* [WHAT YOU WILL DO]: Please return the news excerpt word for word, from "Shields-Hailey said that" up to and including "own tip line.".

* [SOURCE EXTRACT]:
== Segment start ==
Shields-Hailey said that seeing her niece’s body “broke her soul.”

“To see her on the silver table with that body bag, it’s an image that will not escape my head,” she said.

The family was determined to find justice for their beloved "A'Ti." Shields-Hailey told Oxygen that they set up a Facebook page entitled "Justice for A'Ti," they made flyers, and they even established their own tip line.

“The way that things are now, people in the community don’t trust the police, so we became the middleman for the information,” she explained. “We said we wouldn’t give their names to police. We had people calling and texting and emailing tips from everywhere.”

She estimated that they received a couple of thousand tips, and that the tips flowed in every single day until arrests were made.

Their determination combined with the hard work of police detectives paid off. A little over a year after the shooting, two men were arrested. Isaiah Demetrius McClain, also known as “Bucky,” was arrested in 2016, over a year after the shooting. Police think he pulled the trigger. Edward Hill III, who goes by the name “Perv,” is the alleged getaway driver. He was arrested not long after McClain.
== Segment end ==
* [RECORDS SUPPLIED]:
== Segment start ==
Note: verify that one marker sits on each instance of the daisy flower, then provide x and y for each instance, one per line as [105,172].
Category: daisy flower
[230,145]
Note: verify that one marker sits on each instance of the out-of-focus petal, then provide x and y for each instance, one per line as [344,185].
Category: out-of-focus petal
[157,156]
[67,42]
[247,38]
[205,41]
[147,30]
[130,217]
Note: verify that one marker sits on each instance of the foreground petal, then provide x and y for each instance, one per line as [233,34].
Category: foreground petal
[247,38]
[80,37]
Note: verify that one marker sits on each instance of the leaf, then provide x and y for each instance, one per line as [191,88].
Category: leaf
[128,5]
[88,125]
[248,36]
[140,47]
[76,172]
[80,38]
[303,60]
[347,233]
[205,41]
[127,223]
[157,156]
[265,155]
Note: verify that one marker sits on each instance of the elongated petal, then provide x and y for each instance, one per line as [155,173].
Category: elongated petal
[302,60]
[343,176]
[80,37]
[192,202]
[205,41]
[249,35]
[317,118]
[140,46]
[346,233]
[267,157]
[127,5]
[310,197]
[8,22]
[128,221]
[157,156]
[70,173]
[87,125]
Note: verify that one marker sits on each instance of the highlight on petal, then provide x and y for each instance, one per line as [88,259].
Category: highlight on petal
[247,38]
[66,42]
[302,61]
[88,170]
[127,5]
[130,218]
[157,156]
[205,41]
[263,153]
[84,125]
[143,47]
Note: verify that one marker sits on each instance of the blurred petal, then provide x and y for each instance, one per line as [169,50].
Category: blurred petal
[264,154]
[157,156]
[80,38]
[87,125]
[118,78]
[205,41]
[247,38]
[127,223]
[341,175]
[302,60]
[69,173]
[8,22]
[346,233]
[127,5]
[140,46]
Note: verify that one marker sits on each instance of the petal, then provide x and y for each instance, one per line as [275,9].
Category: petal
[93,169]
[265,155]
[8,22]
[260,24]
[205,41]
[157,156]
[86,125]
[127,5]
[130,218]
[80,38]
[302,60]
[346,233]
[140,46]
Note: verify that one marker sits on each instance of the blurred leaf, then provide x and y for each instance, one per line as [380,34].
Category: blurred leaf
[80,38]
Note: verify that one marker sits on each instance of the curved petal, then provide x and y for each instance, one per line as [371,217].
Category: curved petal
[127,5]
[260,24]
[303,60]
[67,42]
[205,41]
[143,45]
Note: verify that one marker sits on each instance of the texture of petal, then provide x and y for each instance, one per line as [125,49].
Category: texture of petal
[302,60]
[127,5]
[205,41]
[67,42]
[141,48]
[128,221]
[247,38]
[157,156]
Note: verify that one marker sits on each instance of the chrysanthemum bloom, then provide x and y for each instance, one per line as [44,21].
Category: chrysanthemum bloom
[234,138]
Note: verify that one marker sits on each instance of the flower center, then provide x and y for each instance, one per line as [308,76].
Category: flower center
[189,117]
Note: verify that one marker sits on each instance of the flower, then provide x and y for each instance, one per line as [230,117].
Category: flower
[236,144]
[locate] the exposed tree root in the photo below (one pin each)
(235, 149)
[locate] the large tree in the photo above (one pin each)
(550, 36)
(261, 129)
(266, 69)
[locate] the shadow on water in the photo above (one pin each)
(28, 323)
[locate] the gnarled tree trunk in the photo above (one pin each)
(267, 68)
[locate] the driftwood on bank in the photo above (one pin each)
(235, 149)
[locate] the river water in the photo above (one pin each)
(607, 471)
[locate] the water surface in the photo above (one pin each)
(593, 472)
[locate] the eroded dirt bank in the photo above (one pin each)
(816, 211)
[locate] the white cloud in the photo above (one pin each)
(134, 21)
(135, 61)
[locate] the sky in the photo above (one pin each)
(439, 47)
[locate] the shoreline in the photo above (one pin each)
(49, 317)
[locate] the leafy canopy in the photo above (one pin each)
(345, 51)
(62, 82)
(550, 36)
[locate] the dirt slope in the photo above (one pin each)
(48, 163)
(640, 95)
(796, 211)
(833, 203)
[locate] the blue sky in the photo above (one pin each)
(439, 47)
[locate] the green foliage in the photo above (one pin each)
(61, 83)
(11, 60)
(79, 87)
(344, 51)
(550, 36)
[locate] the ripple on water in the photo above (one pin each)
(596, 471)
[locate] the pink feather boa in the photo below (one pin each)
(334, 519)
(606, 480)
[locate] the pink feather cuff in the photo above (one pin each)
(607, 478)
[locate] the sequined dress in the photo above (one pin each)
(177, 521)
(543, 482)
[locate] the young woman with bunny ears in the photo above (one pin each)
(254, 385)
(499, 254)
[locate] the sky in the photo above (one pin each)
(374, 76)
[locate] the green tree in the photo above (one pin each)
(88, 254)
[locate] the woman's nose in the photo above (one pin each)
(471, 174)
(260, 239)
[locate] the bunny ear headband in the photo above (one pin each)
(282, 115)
== Segment end ==
== Segment start ==
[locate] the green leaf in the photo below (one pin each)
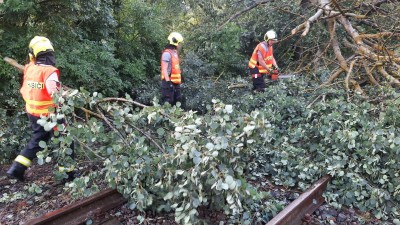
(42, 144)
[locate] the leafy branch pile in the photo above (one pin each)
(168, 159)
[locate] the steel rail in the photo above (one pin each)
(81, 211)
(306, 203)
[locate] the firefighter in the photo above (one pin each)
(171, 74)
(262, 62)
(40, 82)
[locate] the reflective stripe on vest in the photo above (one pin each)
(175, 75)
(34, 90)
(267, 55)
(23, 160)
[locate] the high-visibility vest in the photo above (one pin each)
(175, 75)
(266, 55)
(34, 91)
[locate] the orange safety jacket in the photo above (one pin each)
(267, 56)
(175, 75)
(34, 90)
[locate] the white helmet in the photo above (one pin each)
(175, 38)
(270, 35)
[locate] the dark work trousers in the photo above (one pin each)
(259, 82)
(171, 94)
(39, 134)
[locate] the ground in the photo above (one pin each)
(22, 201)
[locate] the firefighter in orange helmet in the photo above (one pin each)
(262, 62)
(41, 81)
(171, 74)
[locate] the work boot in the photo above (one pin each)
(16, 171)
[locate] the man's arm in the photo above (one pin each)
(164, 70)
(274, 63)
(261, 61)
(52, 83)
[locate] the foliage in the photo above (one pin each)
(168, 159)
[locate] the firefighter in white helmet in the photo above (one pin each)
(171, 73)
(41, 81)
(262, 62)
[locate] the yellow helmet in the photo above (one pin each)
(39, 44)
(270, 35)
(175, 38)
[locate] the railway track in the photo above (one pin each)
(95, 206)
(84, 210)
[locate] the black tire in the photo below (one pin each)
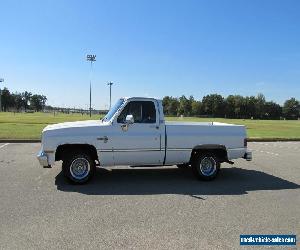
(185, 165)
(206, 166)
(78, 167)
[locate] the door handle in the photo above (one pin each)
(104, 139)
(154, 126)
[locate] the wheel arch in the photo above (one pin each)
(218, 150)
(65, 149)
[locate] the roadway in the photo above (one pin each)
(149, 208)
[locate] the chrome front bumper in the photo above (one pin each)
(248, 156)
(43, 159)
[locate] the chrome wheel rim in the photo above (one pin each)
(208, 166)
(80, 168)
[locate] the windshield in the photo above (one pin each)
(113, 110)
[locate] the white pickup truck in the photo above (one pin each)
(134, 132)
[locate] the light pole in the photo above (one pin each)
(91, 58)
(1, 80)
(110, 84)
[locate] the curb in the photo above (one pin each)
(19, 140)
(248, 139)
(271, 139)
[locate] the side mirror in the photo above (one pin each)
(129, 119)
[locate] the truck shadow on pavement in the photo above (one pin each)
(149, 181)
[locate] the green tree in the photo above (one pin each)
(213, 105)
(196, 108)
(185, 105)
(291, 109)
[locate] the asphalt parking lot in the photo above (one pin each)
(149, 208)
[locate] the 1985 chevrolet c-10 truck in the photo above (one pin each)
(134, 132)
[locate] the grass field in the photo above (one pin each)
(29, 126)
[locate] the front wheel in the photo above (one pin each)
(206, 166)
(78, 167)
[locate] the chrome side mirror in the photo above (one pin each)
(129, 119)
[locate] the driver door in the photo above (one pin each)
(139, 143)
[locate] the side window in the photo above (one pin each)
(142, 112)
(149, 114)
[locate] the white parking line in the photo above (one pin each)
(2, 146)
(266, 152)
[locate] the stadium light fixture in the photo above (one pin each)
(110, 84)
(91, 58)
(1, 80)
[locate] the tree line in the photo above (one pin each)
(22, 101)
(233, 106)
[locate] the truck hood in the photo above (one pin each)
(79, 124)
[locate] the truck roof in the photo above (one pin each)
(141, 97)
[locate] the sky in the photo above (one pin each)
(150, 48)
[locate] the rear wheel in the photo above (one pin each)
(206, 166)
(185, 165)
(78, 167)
== Segment end ==
* [FINISHED EXERCISE]:
Shields-Hailey said that seeing her niece’s body “broke her soul.”

“To see her on the silver table with that body bag, it’s an image that will not escape my head,” she said.

The family was determined to find justice for their beloved "A'Ti." Shields-Hailey told Oxygen that they set up a Facebook page entitled "Justice for A'Ti," they made flyers, and they even established their own tip line.